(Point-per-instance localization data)
┄┄┄┄┄┄

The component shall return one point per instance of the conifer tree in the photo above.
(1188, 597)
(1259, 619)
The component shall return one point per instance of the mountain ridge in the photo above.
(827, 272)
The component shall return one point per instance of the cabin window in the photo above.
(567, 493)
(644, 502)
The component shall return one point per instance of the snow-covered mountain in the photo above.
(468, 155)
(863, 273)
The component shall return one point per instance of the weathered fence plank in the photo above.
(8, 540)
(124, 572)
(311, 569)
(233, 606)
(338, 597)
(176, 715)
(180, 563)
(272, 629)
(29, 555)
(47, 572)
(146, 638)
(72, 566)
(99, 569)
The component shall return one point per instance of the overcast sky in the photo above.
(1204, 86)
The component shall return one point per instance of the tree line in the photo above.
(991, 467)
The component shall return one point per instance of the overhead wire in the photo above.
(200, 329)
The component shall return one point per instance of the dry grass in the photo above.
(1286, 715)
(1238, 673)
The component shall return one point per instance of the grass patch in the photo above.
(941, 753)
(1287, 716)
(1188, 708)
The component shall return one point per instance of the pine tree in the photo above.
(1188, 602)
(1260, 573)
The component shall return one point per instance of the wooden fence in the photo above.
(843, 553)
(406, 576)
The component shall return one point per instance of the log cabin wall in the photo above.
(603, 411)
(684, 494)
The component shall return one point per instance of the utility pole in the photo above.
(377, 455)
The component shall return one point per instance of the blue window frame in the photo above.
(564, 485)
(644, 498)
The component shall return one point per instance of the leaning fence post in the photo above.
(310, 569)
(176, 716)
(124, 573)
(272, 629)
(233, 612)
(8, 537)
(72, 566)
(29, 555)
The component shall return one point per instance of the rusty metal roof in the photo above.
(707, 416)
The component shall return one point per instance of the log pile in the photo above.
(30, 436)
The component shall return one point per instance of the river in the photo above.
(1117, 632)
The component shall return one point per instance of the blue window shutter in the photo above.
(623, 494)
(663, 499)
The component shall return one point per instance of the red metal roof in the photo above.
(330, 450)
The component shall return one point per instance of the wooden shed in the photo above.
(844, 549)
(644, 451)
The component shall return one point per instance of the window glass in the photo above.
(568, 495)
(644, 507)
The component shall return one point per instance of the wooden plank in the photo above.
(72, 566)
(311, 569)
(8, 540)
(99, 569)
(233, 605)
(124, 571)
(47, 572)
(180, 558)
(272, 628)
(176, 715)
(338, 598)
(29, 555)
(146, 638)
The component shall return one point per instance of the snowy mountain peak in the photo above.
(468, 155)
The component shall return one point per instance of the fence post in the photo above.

┄┄┄┄┄┄

• _Assignment_
Starting at the line that contains "shutter in the photo above.", output every remaining line of the data exactly, and stop after the last one.

• _Answer to this task_
The component shall return one point per instance of the blue window shutter in the photo above.
(623, 494)
(663, 499)
The component shall return one point per instance of the red metal roof in the photo above.
(330, 450)
The component shall return one point per instance of the wooden shed in the photo above.
(844, 549)
(644, 451)
The component shall return one point per instance of the window glass in the photo above.
(568, 495)
(644, 507)
The component shall return one point per instance of the wooden plank in the photo above.
(72, 566)
(311, 569)
(8, 540)
(99, 569)
(233, 605)
(124, 571)
(47, 572)
(180, 558)
(272, 628)
(176, 715)
(338, 598)
(29, 555)
(146, 638)
The component shall return one point per instance of the snowy mountain peak in the photo above.
(468, 155)
The component shall return one point per instance of the fence post in the photo above.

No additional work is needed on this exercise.